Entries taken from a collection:
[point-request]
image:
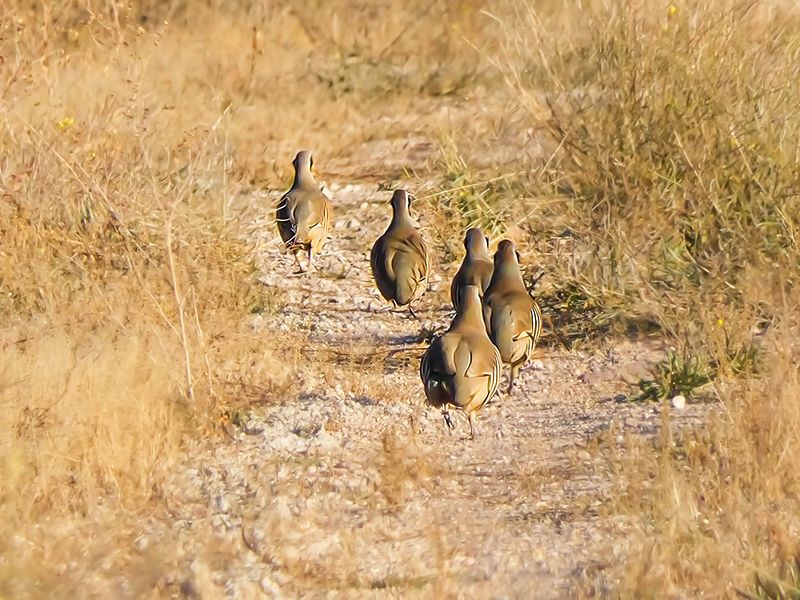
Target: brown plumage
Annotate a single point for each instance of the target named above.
(462, 367)
(304, 212)
(399, 258)
(513, 320)
(475, 270)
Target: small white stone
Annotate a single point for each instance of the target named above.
(679, 402)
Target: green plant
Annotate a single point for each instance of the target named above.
(677, 375)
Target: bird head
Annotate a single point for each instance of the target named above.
(475, 243)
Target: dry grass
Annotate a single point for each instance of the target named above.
(648, 154)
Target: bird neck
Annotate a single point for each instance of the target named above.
(303, 178)
(401, 218)
(470, 311)
(508, 271)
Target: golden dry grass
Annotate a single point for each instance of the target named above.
(136, 138)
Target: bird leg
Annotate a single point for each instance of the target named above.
(447, 420)
(413, 314)
(512, 373)
(297, 262)
(472, 425)
(311, 266)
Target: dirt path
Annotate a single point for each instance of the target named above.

**Goal of the exercise:**
What goes in the answer is the run of lines from the one holding "Target: dirt path" to the end of the entries, reproduced exactly and with nothing else.

**Result for this task:**
Target: dirt path
Annotate a single point for each instance of the target named above.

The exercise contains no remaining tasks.